* YOUR OBJECTIVE
Print the data exactly. Pictures stay out.

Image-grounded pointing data
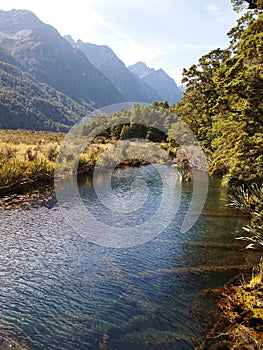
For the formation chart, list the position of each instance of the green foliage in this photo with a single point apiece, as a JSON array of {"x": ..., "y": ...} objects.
[
  {"x": 249, "y": 199},
  {"x": 18, "y": 175},
  {"x": 27, "y": 104},
  {"x": 223, "y": 103}
]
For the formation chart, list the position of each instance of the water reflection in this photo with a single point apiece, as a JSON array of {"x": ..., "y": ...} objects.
[{"x": 64, "y": 292}]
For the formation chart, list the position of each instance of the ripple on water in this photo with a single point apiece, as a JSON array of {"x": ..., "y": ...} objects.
[{"x": 64, "y": 292}]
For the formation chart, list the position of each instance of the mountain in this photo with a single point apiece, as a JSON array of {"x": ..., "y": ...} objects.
[
  {"x": 130, "y": 85},
  {"x": 159, "y": 81},
  {"x": 46, "y": 55},
  {"x": 27, "y": 104}
]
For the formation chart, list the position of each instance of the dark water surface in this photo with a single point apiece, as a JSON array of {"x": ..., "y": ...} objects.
[{"x": 62, "y": 292}]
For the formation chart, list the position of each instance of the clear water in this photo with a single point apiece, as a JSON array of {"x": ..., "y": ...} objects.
[{"x": 59, "y": 291}]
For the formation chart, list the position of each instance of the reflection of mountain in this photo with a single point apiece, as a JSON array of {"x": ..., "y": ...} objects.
[
  {"x": 159, "y": 81},
  {"x": 49, "y": 82},
  {"x": 130, "y": 85}
]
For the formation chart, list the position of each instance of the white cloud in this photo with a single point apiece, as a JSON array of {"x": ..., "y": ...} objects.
[
  {"x": 212, "y": 9},
  {"x": 176, "y": 75}
]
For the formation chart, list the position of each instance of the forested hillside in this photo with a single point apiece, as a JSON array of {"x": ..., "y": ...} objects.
[{"x": 223, "y": 101}]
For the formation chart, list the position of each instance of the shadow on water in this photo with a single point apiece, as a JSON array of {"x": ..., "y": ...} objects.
[{"x": 64, "y": 292}]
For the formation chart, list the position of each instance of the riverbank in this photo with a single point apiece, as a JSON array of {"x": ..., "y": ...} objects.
[{"x": 240, "y": 319}]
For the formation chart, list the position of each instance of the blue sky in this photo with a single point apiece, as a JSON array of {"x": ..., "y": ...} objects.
[{"x": 168, "y": 34}]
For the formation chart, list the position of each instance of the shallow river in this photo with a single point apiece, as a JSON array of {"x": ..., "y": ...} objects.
[{"x": 60, "y": 291}]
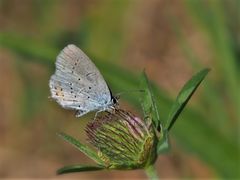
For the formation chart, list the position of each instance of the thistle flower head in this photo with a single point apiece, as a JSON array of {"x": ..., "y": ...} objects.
[{"x": 123, "y": 140}]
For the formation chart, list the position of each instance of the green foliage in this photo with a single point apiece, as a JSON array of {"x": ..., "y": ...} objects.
[
  {"x": 78, "y": 168},
  {"x": 184, "y": 96},
  {"x": 148, "y": 103},
  {"x": 81, "y": 147},
  {"x": 208, "y": 129}
]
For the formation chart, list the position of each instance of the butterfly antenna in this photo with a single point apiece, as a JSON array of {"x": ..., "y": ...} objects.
[{"x": 130, "y": 91}]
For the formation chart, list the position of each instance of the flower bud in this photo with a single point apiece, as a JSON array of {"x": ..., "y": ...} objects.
[{"x": 123, "y": 140}]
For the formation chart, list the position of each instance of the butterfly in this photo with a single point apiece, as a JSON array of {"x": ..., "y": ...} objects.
[{"x": 78, "y": 85}]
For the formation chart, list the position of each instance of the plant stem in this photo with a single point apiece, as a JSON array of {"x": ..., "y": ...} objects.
[{"x": 151, "y": 172}]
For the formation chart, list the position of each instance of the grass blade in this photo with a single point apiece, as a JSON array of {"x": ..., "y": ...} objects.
[
  {"x": 148, "y": 102},
  {"x": 183, "y": 97}
]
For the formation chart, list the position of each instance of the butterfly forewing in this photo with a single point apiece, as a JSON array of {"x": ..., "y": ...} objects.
[{"x": 77, "y": 83}]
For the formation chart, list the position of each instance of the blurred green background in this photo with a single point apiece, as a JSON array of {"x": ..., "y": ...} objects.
[{"x": 172, "y": 40}]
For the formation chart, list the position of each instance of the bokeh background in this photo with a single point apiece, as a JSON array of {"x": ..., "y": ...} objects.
[{"x": 171, "y": 40}]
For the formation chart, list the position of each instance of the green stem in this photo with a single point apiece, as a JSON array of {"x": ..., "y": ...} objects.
[{"x": 151, "y": 172}]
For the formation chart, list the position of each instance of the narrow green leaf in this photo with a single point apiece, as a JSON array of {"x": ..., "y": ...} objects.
[
  {"x": 183, "y": 97},
  {"x": 81, "y": 147},
  {"x": 78, "y": 168},
  {"x": 148, "y": 102},
  {"x": 163, "y": 145}
]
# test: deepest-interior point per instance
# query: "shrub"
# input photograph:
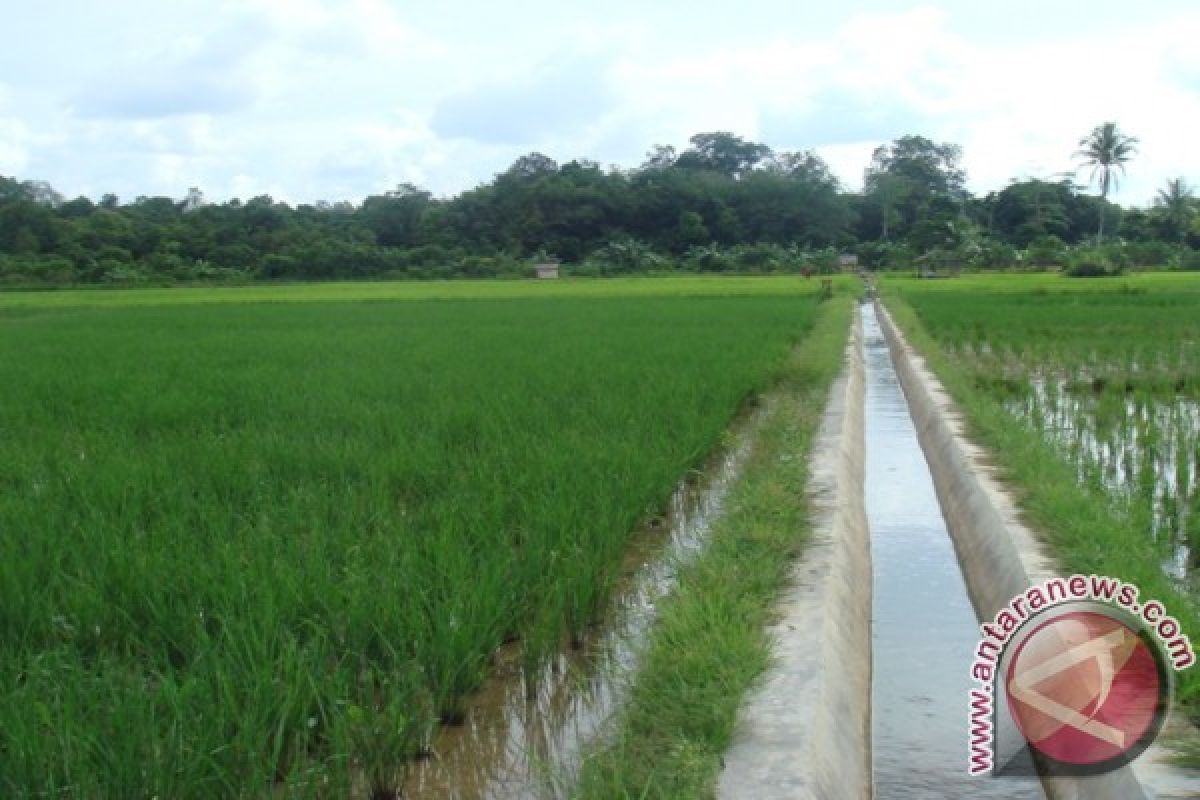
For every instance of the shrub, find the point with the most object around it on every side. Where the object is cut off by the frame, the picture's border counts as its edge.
(1047, 251)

* ANSWER BOX
For the formation chart, list the position of each instance of the green foliage in this photo with a single point apiece, as a JSON array of {"x": ..., "y": ...} objects.
[
  {"x": 249, "y": 199},
  {"x": 18, "y": 175},
  {"x": 27, "y": 104},
  {"x": 223, "y": 103}
]
For the formation chart, list the position of each instance of the water reflection in this photo with a single point apiece, as a JSON array of {"x": ..., "y": ...} objects.
[{"x": 64, "y": 292}]
For the formation chart, list the position of each instance of the ripple on water in this photo with a single point apiece, as a JSON array of {"x": ..., "y": ...} objects.
[{"x": 64, "y": 292}]
For the formation chart, list the position of each instance of the mountain in this photo with a single point apiece, as a JSON array of {"x": ..., "y": ...} objects.
[
  {"x": 130, "y": 85},
  {"x": 159, "y": 81},
  {"x": 46, "y": 55},
  {"x": 27, "y": 104}
]
For the formation chart, list the position of each instance of the dark water surface in this photo with a single point apiece, as a JSON array of {"x": ..., "y": ...} objects.
[{"x": 62, "y": 292}]
For the formation chart, list the position of each instance of the clear water in this photo with a single point apiece, as a JSON array of {"x": ..., "y": ...} objects.
[{"x": 59, "y": 291}]
For the formation chart, list the position of each instance of the reflection of mountain in this photo with a single point apiece, as a JSON array of {"x": ..., "y": ...} objects.
[
  {"x": 159, "y": 81},
  {"x": 49, "y": 82},
  {"x": 130, "y": 85}
]
For the formation chart, list the position of each instance of the white cloud in this photo with a single point apiece, as a JSON array of {"x": ..., "y": ...} objects.
[
  {"x": 212, "y": 9},
  {"x": 176, "y": 75}
]
For the formation chart, list the position of each instance of the forested hillside in this photo with a single point apiece, as a JSON array of {"x": ..., "y": ...} objects.
[{"x": 223, "y": 101}]
For the formation chart, list the position of each instance of the shadow on water in this photo with a single point apiece, as a JSON array of {"x": ..., "y": ...} objects.
[{"x": 64, "y": 292}]
For the formation chart, list the position of each instance of the riverbank in this photo with a single point apiece, as a JSON array of {"x": ..., "y": ...} objects.
[{"x": 240, "y": 319}]
For the formation chart, list the position of each instance of the blue sky in this photo with a single point apiece, as a JSON array of {"x": ..., "y": ...} objects.
[{"x": 168, "y": 34}]
For the formation chart, list the position of each instance of the shallow river in this photo with a single point apiece, as a JSON array of {"x": ..., "y": ...} objects.
[{"x": 60, "y": 291}]
For the formation chart, list the position of each instance of the thistle flower head in this photo with a single point apiece, as a JSON array of {"x": ..., "y": ...} objects.
[{"x": 123, "y": 140}]
For the formation chart, list the position of each instance of the green foliage in this photo with a single point apiece, as a JSON array of {"x": ..., "y": ...} objects.
[
  {"x": 78, "y": 168},
  {"x": 184, "y": 96},
  {"x": 148, "y": 103},
  {"x": 81, "y": 147},
  {"x": 208, "y": 129}
]
For the formation chart, list the position of each instance of the butterfly antenna in this photo with a single point apiece, as a JSON array of {"x": ..., "y": ...} objects.
[{"x": 130, "y": 91}]
For the formation chart, list the position of each instance of the flower bud in this photo with a single point apiece, as a JSON array of {"x": ..., "y": ...} objects.
[{"x": 123, "y": 140}]
For the formation chart, list the position of each instance of the butterfly in this photo with a single point apiece, as a JSON array of {"x": ..., "y": ...} objects.
[{"x": 78, "y": 85}]
For the formation chart, list the position of each instance of the plant stem in this photo with a single point apiece, as a JSON array of {"x": ..., "y": ...} objects.
[{"x": 151, "y": 172}]
For the formation chart, list the position of each instance of the grass blade in this photo with a single point apiece, as a JSON array of {"x": ..., "y": ...} objects.
[
  {"x": 148, "y": 102},
  {"x": 183, "y": 97}
]
For the formation chart, list the position of each instance of the butterfly forewing in this photo with a single point apiece, as a JSON array of {"x": ..., "y": ...} objects.
[{"x": 77, "y": 83}]
For the formation chart, list the position of each instance of the blurred green background in this photo with a single point apiece, as a JSON array of {"x": ..., "y": ...} objects.
[{"x": 172, "y": 40}]
For the formation chart, list the position of each instance of the bokeh background in this photo with a single point apiece, as a JSON array of {"x": ..., "y": ...} objects.
[{"x": 171, "y": 40}]
For the formation chart, list the position of each instance of the green stem in this photo with a single point apiece, as a JSON array of {"x": ..., "y": ...} objects.
[{"x": 151, "y": 172}]
For the formation chart, list the position of each instance of the narrow green leaf in this photo with a single point apiece, as a JSON array of {"x": ..., "y": ...} objects.
[
  {"x": 183, "y": 97},
  {"x": 81, "y": 147},
  {"x": 78, "y": 168},
  {"x": 148, "y": 102},
  {"x": 163, "y": 145}
]
# test: deepest-interior point per instance
# query: "shrub"
# input photograph:
For every instance of the shrub, find the point with the most object around it on every side. Where the object is cut off by the frame, the picture's border counts as its edge.
(1047, 251)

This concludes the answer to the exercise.